**Instruction:**
Reproduce these lines verbatim, every one of them, without altering anything.

─── Provided data

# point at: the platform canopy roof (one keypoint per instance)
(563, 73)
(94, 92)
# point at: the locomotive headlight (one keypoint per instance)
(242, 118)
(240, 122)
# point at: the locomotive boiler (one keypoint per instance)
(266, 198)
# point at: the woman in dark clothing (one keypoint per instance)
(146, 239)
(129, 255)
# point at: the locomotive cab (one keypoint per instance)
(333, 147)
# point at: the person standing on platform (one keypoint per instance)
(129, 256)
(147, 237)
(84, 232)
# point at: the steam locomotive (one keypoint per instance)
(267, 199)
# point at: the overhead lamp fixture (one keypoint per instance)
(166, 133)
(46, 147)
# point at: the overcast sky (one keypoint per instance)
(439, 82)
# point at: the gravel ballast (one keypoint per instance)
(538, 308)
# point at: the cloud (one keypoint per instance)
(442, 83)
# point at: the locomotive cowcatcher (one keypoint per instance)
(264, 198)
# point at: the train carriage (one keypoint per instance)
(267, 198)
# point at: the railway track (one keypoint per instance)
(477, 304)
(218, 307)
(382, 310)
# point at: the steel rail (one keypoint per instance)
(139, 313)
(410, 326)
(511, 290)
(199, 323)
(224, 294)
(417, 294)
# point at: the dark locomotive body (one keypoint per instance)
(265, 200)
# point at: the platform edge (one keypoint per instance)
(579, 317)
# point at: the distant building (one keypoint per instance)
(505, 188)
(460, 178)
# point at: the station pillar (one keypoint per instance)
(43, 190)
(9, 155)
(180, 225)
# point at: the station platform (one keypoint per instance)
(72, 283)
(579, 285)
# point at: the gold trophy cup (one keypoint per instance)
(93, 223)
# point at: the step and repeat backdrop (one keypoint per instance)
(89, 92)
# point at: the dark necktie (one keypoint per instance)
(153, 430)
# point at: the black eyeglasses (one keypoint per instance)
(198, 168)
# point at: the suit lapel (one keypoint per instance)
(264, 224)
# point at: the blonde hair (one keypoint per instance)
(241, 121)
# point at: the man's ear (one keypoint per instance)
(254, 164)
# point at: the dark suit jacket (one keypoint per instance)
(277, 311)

──────

**Response:**
# point at: the platform canopy roof (one keypoint per instance)
(563, 73)
(94, 92)
# point at: the locomotive headlight (one keypoint per instance)
(242, 118)
(240, 122)
# point at: the locomotive boiler (one keypoint per instance)
(266, 198)
# point at: the woman in dark clothing (one keypoint per instance)
(146, 239)
(129, 255)
# point at: the locomotive cab (one keypoint per instance)
(333, 147)
# point at: the person standing on platform (one keypoint per instance)
(129, 256)
(147, 237)
(84, 232)
# point at: the steam locomotive (one keypoint per instance)
(267, 199)
# point at: the overhead lamp fixture (one keypoint per instance)
(166, 133)
(46, 147)
# point at: the overcast sky (one keypoint per instance)
(439, 82)
# point at: the gravel ballast (one keypoint per instance)
(538, 308)
# point at: the cloud (one keypoint per instance)
(442, 83)
# point at: the locomotive cowcatcher (one keypoint per instance)
(264, 198)
# point at: the train carriage (one keypoint per instance)
(267, 198)
# point at: the railway track (one keypoint per instance)
(477, 304)
(218, 307)
(382, 310)
# point at: the steel rail (one keypoint per instance)
(139, 313)
(410, 326)
(511, 290)
(199, 323)
(224, 294)
(417, 294)
# point at: the dark locomotive body (one keypoint per instance)
(265, 200)
# point at: the platform edge (one keypoint per instance)
(579, 317)
# point at: the distant building (one keypoint per instance)
(505, 188)
(460, 178)
# point at: the station pillar (one keypoint per instance)
(43, 190)
(9, 155)
(180, 225)
# point at: the station platform (one keypoint per instance)
(72, 283)
(579, 285)
# point at: the gold trophy cup (one keypoint per instance)
(93, 223)
# point at: the step and repeat backdrop (one keypoint per instance)
(89, 92)
# point at: the dark necktie (one keypoint per instance)
(153, 430)
# point at: the black eyeglasses (one keypoint per instance)
(198, 168)
# point at: the suit lapel (one keypoint per instance)
(264, 224)
# point at: the blonde hair (one keypoint per instance)
(241, 121)
# point at: the man's ear (one keypoint per instance)
(254, 164)
# point at: the dark suit jacket (one keypoint per instance)
(277, 311)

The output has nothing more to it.